EXERCISE INSTRUCTIONS:
Give the material below as a JSON list of strings with one string per line. Leave out any blank lines.

(Records from a dataset)

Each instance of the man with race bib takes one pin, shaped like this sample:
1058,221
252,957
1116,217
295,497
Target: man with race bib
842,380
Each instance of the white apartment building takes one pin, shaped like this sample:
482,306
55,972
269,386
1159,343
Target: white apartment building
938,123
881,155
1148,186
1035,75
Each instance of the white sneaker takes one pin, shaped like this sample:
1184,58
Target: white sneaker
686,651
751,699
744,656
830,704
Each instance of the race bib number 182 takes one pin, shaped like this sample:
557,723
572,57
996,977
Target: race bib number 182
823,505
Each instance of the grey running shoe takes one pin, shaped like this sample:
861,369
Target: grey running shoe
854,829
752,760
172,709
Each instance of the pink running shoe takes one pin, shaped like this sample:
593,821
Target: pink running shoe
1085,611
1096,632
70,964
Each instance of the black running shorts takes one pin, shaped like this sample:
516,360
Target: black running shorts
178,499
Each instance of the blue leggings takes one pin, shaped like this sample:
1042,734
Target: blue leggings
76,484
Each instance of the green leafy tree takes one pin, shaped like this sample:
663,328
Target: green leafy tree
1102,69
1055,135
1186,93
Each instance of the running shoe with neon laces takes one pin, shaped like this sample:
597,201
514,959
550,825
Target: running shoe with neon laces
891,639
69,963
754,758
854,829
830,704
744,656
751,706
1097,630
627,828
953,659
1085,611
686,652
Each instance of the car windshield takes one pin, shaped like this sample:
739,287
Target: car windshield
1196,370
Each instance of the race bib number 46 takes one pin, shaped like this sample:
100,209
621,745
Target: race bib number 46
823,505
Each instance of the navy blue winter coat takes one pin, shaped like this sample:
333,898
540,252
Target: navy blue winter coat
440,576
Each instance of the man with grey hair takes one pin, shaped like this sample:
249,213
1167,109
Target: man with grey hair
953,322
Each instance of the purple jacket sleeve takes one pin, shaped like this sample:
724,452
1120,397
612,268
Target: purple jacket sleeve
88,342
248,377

ANSWER FOR THIS EXERCISE:
[
  "Each instance of the man with race bib takes one pin, shaped like this sample:",
  "1058,221",
  "252,957",
  "1116,217",
  "295,497",
  "Target: man with race bib",
  "842,380",
  "Each instance of the white apartment building takes one pin, shaped like this sample:",
  "482,306",
  "55,972",
  "269,386",
  "1159,343",
  "Target: white apartment building",
  "938,123",
  "881,155",
  "1148,186",
  "1035,75",
  "Each instance of the white sneaker takes one pin, shaped like this sample:",
  "1184,58",
  "Target: white sneaker",
  "686,651",
  "751,699",
  "744,656",
  "830,704",
  "Each instance of the race bib number 182 takes one pin, shaped like this sample:",
  "557,723",
  "572,57",
  "996,977",
  "Target: race bib number 182",
  "823,505",
  "Each instance of the grey running shoe takes one pin, shaped like this sample:",
  "861,369",
  "Target: grey running shoe",
  "854,829",
  "752,760",
  "172,709",
  "Each instance of the pink running shoe takes one pin, shaped like this sample:",
  "593,821",
  "Target: pink running shoe",
  "1085,611",
  "1096,632",
  "70,964",
  "Each instance of the black running shorts takes one pin, shaped like this sample:",
  "516,360",
  "Target: black running shorts",
  "178,499",
  "Each instance of the blue leggings takes one pin, shaped like this sample:",
  "1042,734",
  "Target: blue leggings",
  "76,484",
  "Each instance of the green leafy tree takes one pin, shaped like this sample:",
  "663,328",
  "Target: green leafy tree",
  "1102,69",
  "1055,135",
  "1186,93",
  "Each instance of the running shoe with neon laces takes one pin, shaped like this sample:",
  "597,201",
  "514,959",
  "550,825",
  "Target: running shoe with neon laces",
  "891,639",
  "69,963",
  "754,758",
  "854,829",
  "830,704",
  "744,656",
  "751,706",
  "1097,630",
  "627,828",
  "953,659",
  "1085,611",
  "686,652",
  "Each instance of the car windshield takes one pin, shaped like this sample:",
  "739,287",
  "Target: car windshield",
  "1196,370",
  "Each instance of the race bib number 46 takes one pin, shaped like this sample:",
  "100,209",
  "621,745",
  "Target: race bib number 46",
  "823,505",
  "Each instance of the navy blue winter coat takes one pin, shaped like this sample:",
  "333,898",
  "540,252",
  "Target: navy blue winter coat",
  "440,576",
  "Each instance of the man with grey hair takes one pin, shaped like this sample:",
  "249,213",
  "1167,109",
  "Target: man with grey hair",
  "953,322",
  "Each instance of the purple jacket sleeve takes one pin, shaped like this sample:",
  "724,452",
  "1120,397",
  "612,268",
  "Target: purple jacket sleeve",
  "88,342",
  "248,377"
]